The records:

★ ★ ★

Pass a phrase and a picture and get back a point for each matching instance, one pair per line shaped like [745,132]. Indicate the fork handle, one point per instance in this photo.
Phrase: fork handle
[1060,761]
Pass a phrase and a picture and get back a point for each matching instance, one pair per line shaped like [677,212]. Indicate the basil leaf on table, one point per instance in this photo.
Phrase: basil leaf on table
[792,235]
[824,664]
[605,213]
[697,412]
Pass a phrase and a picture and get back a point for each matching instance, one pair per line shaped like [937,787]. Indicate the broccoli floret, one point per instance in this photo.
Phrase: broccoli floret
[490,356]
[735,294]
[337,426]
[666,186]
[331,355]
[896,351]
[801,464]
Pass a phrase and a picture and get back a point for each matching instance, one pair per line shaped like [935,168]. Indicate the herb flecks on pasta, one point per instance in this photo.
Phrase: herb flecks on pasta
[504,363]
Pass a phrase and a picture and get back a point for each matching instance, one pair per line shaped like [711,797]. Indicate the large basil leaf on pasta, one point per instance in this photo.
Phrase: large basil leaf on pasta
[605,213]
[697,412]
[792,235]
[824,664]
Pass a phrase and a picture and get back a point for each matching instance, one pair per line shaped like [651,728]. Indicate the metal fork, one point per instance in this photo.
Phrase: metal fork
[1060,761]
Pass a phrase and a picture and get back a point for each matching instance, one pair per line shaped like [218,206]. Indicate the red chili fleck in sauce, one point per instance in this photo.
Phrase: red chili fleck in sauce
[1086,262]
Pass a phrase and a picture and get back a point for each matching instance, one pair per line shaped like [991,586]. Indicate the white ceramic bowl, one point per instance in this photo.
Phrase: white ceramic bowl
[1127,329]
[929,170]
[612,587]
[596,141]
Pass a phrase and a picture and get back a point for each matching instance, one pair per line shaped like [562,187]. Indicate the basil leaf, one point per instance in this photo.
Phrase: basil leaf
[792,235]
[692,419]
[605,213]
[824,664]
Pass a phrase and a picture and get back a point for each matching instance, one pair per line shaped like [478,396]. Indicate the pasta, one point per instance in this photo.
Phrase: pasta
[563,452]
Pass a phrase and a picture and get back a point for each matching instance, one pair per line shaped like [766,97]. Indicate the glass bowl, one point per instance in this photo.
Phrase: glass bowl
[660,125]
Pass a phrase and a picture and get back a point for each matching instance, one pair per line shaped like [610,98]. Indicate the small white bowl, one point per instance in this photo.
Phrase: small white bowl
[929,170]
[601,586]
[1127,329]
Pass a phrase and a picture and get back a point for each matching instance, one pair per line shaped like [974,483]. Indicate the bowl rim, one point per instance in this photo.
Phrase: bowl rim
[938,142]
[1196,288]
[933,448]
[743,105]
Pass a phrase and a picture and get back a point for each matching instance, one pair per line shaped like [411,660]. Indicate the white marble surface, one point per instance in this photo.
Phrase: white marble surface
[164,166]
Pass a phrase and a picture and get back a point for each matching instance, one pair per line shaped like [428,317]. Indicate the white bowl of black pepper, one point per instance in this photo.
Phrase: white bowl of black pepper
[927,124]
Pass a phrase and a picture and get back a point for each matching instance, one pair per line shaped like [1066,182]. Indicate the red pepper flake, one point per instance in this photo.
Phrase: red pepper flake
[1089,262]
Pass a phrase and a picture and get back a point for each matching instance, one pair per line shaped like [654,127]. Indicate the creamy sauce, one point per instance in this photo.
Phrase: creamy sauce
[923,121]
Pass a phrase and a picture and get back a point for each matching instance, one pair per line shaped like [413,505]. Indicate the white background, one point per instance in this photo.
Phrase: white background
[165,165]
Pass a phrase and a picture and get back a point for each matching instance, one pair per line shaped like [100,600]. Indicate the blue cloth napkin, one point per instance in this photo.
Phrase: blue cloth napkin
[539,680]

★ ★ ★

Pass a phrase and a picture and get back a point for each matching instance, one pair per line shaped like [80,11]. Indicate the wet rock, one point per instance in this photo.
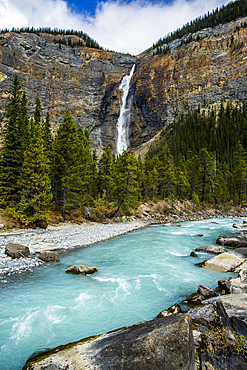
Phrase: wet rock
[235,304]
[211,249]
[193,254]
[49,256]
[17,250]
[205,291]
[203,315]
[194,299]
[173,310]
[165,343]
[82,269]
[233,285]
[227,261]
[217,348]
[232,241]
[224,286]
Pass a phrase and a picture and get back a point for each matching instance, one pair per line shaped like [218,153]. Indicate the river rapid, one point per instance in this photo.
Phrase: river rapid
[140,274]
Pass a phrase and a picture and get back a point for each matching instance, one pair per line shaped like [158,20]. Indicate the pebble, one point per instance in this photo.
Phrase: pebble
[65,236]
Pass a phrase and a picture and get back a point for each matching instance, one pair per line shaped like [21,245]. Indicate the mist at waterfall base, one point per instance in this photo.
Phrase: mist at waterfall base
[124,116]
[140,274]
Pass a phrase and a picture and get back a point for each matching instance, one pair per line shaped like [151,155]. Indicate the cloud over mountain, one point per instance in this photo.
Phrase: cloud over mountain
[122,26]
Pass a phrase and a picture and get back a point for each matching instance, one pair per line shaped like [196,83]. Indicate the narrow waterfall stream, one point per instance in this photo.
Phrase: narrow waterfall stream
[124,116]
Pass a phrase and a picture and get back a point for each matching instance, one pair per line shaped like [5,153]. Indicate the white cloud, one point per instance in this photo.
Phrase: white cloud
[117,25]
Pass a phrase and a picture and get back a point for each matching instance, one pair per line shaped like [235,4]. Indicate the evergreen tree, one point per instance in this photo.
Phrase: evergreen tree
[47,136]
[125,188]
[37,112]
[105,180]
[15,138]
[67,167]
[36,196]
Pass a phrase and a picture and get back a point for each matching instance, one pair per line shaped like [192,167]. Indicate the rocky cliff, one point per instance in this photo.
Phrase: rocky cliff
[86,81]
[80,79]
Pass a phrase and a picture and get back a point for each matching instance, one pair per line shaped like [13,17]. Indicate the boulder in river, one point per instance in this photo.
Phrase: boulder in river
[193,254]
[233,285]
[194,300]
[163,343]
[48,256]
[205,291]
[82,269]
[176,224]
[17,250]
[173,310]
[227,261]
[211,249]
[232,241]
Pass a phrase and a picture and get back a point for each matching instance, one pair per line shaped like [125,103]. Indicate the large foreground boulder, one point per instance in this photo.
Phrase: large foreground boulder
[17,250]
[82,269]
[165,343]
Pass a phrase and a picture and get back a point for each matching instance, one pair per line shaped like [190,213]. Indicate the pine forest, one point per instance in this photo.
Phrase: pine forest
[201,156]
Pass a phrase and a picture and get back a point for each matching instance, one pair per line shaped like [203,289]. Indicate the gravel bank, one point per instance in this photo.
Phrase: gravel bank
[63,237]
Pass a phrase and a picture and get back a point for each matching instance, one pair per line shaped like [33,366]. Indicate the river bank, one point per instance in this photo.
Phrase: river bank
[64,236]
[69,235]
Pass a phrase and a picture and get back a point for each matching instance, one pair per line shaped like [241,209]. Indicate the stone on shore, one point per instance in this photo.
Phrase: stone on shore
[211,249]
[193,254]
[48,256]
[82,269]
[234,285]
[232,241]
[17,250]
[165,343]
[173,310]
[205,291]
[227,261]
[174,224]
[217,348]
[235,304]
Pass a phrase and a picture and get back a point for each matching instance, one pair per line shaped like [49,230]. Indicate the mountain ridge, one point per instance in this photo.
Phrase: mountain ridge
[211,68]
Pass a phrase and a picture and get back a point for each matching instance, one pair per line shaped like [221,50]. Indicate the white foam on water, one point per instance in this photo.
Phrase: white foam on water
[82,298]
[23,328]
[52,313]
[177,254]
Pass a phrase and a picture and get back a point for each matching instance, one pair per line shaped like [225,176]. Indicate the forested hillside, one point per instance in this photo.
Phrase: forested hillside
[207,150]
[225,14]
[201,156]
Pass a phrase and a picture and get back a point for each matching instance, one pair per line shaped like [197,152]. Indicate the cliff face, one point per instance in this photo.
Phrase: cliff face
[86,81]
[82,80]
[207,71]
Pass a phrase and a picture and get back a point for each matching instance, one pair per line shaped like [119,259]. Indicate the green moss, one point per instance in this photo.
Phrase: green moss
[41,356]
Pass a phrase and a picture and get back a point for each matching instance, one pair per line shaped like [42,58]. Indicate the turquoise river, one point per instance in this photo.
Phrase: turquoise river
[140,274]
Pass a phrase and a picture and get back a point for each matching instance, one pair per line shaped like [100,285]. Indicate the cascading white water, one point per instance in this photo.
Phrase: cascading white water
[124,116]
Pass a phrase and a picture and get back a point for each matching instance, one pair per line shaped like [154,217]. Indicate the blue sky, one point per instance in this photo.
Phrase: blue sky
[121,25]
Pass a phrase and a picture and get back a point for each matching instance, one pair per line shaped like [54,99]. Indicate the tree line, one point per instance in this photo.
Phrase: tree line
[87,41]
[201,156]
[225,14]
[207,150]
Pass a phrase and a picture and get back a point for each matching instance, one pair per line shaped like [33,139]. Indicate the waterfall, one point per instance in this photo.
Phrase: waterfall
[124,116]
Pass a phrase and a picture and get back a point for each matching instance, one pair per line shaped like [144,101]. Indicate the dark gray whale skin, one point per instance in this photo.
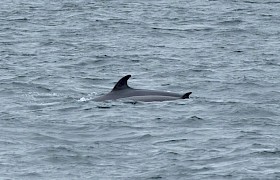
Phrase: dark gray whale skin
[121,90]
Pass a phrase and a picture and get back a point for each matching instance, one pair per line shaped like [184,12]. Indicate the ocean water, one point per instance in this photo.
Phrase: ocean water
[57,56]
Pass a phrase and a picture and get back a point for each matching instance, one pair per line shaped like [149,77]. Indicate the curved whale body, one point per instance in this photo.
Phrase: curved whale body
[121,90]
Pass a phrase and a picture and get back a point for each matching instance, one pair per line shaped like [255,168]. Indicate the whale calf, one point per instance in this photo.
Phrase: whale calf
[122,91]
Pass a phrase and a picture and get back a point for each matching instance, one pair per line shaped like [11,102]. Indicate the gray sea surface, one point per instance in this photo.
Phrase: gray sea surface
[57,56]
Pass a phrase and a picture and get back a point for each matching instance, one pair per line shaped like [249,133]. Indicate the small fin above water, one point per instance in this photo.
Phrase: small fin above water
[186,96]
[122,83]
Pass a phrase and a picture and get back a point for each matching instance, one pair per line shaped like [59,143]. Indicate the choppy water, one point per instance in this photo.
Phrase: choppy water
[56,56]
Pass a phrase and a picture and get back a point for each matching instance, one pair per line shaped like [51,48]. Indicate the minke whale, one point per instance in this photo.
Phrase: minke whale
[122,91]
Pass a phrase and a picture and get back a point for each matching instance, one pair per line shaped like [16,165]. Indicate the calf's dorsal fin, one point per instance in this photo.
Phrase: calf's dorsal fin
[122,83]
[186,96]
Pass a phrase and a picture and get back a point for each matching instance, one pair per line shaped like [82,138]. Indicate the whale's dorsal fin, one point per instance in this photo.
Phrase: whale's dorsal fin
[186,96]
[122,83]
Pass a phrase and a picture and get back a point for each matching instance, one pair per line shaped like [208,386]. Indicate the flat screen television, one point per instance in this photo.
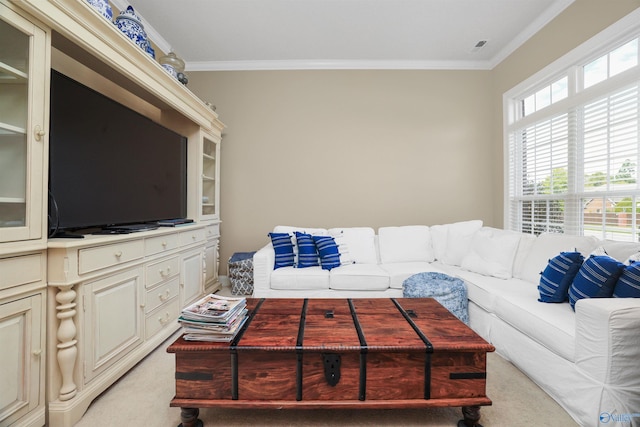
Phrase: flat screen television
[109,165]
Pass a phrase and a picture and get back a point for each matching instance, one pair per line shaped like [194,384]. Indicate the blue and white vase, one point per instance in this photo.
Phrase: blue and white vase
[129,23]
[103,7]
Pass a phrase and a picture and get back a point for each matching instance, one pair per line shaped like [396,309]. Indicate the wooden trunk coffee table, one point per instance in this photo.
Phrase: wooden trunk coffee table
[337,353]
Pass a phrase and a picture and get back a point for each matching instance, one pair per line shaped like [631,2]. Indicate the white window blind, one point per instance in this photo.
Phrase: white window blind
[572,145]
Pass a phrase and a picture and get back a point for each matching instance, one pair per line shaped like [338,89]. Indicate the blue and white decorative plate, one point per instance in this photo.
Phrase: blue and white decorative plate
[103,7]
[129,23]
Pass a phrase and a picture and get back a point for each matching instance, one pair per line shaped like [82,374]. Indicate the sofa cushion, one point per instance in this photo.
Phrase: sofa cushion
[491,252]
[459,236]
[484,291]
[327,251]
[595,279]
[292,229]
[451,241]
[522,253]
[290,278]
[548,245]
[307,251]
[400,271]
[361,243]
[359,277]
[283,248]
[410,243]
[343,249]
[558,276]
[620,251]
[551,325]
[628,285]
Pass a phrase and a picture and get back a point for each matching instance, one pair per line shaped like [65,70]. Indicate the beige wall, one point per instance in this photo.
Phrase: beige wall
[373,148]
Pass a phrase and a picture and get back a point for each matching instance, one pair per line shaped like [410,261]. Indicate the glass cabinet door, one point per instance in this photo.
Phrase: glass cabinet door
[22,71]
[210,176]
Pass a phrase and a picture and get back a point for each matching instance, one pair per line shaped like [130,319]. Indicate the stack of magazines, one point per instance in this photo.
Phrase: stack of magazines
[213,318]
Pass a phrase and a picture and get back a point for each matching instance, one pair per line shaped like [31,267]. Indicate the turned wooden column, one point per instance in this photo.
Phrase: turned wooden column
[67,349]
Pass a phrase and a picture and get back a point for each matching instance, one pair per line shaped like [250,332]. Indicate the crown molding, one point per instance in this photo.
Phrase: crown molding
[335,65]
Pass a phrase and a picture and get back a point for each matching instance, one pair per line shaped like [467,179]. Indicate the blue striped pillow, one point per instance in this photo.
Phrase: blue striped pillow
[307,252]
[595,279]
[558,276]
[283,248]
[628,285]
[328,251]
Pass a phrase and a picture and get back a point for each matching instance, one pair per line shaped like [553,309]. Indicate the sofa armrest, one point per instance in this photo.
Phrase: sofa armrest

★ ★ ★

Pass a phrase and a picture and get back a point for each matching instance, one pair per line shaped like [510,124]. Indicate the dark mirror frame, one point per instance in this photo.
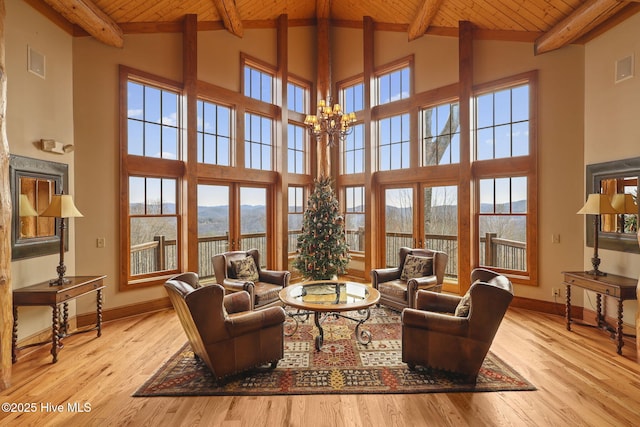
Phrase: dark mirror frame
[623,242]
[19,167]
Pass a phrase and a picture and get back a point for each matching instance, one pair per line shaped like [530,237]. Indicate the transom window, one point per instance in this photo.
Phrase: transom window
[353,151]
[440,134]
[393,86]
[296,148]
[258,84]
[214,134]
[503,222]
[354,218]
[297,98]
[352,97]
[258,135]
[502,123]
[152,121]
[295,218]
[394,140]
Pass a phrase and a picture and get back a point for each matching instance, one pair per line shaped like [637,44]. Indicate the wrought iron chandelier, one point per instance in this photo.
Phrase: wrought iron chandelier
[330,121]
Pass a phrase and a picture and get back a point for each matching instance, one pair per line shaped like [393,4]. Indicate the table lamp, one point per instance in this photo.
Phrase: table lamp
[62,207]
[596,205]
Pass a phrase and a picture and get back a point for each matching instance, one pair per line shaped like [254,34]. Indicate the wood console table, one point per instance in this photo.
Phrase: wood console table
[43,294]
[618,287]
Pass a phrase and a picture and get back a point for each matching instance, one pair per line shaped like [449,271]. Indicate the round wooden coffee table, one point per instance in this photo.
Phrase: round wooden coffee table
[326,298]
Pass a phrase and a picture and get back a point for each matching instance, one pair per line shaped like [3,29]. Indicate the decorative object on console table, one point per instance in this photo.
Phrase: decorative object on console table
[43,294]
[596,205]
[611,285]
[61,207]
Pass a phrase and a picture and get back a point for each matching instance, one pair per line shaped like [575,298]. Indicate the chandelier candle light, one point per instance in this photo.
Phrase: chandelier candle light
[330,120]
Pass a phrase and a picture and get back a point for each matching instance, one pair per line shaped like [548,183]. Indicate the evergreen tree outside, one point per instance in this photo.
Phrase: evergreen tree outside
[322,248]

★ ★ ★

Set exercise: Could you pull out every line of the data above that contains the word "outside", copying each one in full?

Answer in full:
Pass a phrase and a picture and get back a point for each matching instance, one pair per line shaped like [548,183]. Indicate the evergreen tree outside, one point per instance in this photo.
Phrase: evergreen tree outside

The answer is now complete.